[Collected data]
= = = = =
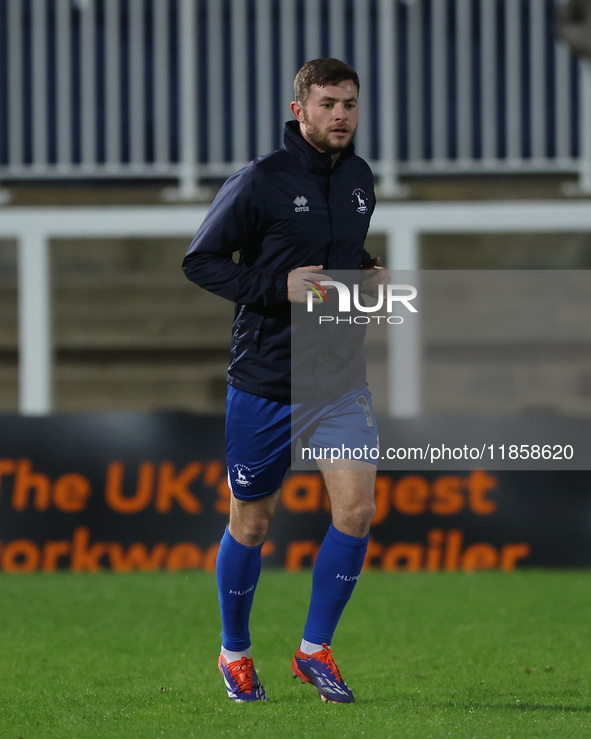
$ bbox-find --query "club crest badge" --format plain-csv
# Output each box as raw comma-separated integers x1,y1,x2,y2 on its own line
233,464,252,487
352,188,368,214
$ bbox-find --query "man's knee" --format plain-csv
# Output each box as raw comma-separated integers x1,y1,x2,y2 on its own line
229,514,272,548
341,497,376,531
229,489,282,547
320,463,377,536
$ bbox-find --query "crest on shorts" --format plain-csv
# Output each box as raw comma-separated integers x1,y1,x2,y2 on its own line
233,463,252,487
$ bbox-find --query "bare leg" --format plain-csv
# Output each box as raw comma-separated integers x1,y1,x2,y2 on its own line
317,460,377,537
228,487,283,547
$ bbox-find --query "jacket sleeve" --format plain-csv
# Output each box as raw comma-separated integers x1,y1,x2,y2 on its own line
182,166,288,306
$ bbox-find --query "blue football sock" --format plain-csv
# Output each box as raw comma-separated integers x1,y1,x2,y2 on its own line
302,523,369,645
216,526,262,652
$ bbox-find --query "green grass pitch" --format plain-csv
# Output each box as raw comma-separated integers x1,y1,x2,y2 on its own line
1,569,590,738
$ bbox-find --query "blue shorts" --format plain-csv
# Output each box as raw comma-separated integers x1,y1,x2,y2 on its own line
225,384,379,500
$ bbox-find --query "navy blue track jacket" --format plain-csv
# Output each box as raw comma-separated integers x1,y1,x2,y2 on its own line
183,120,376,403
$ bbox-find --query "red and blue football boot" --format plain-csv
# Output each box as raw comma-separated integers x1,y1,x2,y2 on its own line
292,643,355,703
218,654,268,702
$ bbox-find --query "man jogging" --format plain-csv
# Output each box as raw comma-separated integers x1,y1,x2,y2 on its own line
183,58,385,704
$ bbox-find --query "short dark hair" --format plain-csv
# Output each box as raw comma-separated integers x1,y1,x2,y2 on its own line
294,58,360,105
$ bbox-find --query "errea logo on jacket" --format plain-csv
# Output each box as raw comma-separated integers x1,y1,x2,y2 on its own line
293,195,309,213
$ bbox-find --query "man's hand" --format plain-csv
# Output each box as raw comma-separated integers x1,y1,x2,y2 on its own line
361,257,390,297
287,265,333,303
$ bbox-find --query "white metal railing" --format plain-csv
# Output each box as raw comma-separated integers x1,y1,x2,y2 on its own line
3,200,591,415
0,0,590,197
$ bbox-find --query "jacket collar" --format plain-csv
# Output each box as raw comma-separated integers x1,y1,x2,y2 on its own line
283,120,354,175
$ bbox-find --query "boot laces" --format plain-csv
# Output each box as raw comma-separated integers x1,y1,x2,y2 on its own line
227,656,255,692
315,644,343,682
= = = = =
__WHAT YOU WILL DO__: Above are records with pictures; repeat the records exactly and leave the pictures out.

__TASK ANSWER__:
$ bbox-find --query "club crest badge" --format plain-csv
# Output each box as raw comma-separated integers x1,y1,x2,y2 on its own line
233,464,252,487
352,188,368,214
$ bbox-find --query "man's knee" --format plain-csv
# Output each box as raw comma-separated integers x1,y1,x2,y2 on its own line
229,514,272,548
341,497,376,531
229,489,282,547
320,463,377,536
$ bbox-find --query "crest on shorts" --format plain-csv
# Output each box as raw comma-separated integers x1,y1,x2,y2 on its own line
233,463,252,487
$ bbox-find --query "bare leg" --format plain-csv
# Output each box as raw comma-separated integers x1,y1,x2,y2 on its own line
317,460,377,537
228,487,283,547
$ bbox-find --query "jacket sleeve" --format plain-csv
# Output each box as raw comma-separated integers x1,y1,x2,y2 on its own line
182,166,288,306
$ bbox-find --query "blue football sock" --format plain-csv
# Output each box as raw comma-separated integers x1,y1,x2,y2 on its own line
302,523,369,645
216,526,262,652
$ bbox-find --query "green grass pitch" --format plain-csv
# Output each box as raw comma-separated integers x1,y1,x2,y2 on its own line
1,569,590,738
$ bbox-find --query "blue shorts" --format plain-csv
# Output each box as raw comma-separated integers x1,y1,x2,y2 on its own line
225,384,379,500
$ bbox-find --query "navy blue track jacket" --format plain-csv
# Output each box as raw comma-separated integers x1,y1,x2,y2 on its own line
183,120,376,403
$ bbox-find --query "red and blue football boot" --format plain-csv
# Output each box as raw comma-separated integers x1,y1,x2,y2 on its own line
292,643,355,703
218,654,268,702
$ bbox-find --query "man jogging" --format plain-csv
# Output each box as raw comma-separated integers x1,y1,x2,y2 on its own line
183,58,385,704
$ bbox-find --query "short dark hair" --format plain-csv
# Output each box as raw comma-separated integers x1,y1,x2,y2 on its own line
294,58,360,105
$ bbox-find --query "errea logo on jacket" --format plain-csv
# Output each box as raw comma-separated integers x1,y1,x2,y2 on its own line
293,195,309,213
$ bbox-find --query "man's hand" --format plain-csv
# Output each box as raw comma-separated integers x1,y1,x2,y2 on its own line
361,257,390,297
287,265,333,303
$ bbox-find --query "white metal railing" --format plain-csv
# Output each box as raw comma-separated integers x1,y1,x2,y2 on its own line
3,200,591,415
0,0,590,197
$ bbox-find --query "jacket collar" --format plain-csv
# Output each box as raw comma-separated integers x1,y1,x2,y2 on its own line
283,120,354,175
$ bbox-find --query "boot laces" --format plain-csv
# Output each box as raw comma-separated integers x1,y1,x2,y2 on its own line
227,656,255,692
315,644,343,682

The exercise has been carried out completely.